++++ GIVEN ENTRIES ++++
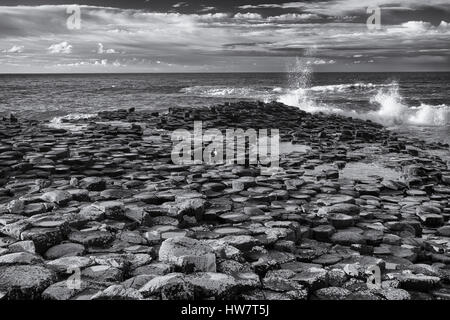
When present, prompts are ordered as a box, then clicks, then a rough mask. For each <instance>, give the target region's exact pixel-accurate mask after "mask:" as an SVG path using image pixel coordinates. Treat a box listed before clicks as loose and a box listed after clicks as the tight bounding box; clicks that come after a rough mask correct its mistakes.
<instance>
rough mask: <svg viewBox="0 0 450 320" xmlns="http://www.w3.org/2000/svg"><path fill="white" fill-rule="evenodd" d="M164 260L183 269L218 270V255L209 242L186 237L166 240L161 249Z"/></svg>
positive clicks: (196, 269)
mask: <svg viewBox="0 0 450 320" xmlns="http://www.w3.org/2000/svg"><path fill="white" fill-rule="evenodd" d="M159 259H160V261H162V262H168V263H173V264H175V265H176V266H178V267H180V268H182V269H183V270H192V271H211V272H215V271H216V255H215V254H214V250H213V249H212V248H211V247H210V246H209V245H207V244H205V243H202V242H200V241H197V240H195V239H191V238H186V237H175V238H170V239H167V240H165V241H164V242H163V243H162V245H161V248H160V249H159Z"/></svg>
++++
++++ GIVEN ENTRIES ++++
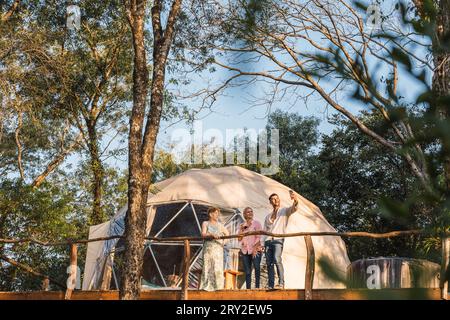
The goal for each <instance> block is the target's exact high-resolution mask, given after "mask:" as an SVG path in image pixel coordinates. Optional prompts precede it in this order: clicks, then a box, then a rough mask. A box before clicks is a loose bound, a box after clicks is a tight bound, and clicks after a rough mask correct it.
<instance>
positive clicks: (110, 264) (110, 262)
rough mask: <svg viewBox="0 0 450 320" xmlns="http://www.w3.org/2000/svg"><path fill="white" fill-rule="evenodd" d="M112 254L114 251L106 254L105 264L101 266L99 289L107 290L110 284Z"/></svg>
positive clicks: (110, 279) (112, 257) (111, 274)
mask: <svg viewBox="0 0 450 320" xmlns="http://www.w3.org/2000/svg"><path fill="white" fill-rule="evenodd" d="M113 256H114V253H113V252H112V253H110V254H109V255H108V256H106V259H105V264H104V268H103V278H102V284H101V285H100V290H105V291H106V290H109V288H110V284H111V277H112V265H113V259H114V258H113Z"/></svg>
++++
• _AIM OF THE EXERCISE_: Retype exactly the lines of the data above that fall between the line with "positive clicks: (110, 264) (110, 262)" and the line with "254L114 251L106 254L105", inclusive, and add nothing.

• _EXERCISE RESPONSE_:
positive clicks: (110, 264) (110, 262)
rough mask: <svg viewBox="0 0 450 320" xmlns="http://www.w3.org/2000/svg"><path fill="white" fill-rule="evenodd" d="M112 254L114 251L106 254L105 264L101 266L99 289L107 290L110 284Z"/></svg>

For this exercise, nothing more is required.